───── Information provided

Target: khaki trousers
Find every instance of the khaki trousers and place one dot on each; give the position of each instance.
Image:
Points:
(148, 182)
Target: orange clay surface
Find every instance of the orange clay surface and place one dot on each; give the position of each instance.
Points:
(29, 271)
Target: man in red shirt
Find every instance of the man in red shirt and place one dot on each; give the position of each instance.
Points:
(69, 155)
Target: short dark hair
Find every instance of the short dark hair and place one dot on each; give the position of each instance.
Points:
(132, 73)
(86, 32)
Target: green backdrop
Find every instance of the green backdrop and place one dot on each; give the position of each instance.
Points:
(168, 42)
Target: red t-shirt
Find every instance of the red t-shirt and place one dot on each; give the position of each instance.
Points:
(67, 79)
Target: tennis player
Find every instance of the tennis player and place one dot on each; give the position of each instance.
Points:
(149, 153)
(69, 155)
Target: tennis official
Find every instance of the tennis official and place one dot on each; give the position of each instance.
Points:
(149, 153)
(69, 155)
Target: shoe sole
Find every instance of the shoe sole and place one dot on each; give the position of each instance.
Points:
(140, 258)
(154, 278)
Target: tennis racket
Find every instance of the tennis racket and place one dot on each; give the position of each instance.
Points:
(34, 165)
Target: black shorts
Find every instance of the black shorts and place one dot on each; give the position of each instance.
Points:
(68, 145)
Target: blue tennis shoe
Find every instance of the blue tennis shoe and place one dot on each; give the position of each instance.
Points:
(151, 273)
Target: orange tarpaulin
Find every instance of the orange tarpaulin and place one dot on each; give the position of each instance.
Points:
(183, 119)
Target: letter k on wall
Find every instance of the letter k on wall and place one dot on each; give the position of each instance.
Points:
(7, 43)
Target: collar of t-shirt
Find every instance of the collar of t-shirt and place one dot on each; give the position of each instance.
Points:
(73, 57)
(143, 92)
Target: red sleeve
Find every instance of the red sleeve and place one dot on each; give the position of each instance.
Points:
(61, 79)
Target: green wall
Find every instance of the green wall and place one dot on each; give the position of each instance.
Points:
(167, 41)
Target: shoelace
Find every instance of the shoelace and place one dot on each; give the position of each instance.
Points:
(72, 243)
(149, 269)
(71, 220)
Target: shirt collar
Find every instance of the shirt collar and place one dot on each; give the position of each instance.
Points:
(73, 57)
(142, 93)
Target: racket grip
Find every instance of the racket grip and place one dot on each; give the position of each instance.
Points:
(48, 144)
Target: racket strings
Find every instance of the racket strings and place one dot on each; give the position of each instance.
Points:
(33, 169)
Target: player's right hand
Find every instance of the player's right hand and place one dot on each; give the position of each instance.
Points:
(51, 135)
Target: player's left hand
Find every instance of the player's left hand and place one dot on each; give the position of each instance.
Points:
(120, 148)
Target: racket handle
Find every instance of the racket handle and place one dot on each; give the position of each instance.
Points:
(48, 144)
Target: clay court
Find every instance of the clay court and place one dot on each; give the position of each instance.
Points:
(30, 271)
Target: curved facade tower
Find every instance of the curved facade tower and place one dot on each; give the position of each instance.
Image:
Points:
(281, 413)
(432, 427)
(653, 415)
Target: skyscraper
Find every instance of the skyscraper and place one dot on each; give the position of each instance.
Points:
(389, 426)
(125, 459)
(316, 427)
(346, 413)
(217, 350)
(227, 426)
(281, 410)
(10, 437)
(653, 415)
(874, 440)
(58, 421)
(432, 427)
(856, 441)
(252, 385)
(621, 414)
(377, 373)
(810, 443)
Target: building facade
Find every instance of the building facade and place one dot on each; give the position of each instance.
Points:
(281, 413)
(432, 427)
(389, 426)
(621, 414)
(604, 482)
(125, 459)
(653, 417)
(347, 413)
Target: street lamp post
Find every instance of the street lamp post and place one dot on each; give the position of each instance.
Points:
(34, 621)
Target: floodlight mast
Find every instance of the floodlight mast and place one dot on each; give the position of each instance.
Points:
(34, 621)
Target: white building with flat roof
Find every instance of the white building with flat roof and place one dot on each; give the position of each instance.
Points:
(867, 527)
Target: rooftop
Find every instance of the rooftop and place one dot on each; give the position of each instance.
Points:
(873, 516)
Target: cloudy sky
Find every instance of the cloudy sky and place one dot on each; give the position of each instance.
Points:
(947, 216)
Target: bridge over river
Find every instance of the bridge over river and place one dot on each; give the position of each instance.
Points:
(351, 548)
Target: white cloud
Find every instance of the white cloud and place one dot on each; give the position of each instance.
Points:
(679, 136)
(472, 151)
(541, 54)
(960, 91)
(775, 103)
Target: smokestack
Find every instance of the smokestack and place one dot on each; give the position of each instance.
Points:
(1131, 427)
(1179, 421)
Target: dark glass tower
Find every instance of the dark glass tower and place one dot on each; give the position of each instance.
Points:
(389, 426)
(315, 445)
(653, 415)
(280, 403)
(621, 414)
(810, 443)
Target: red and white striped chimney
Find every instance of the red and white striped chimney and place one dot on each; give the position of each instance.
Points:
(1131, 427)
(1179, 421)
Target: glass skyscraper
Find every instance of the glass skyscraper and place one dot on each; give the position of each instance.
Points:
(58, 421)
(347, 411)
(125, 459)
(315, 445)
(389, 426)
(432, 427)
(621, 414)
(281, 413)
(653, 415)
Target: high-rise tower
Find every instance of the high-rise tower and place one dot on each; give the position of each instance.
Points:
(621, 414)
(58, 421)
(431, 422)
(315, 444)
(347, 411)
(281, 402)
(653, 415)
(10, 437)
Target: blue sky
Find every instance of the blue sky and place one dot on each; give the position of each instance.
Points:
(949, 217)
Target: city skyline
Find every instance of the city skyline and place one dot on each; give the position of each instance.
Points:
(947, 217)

──────────

Goal of the exercise:
When a line in the data above contains the string "right", copy that line.

Task result:
Target: player's right hand
Find every instance of the player's right hand and place one dot on each; give the position of each instance.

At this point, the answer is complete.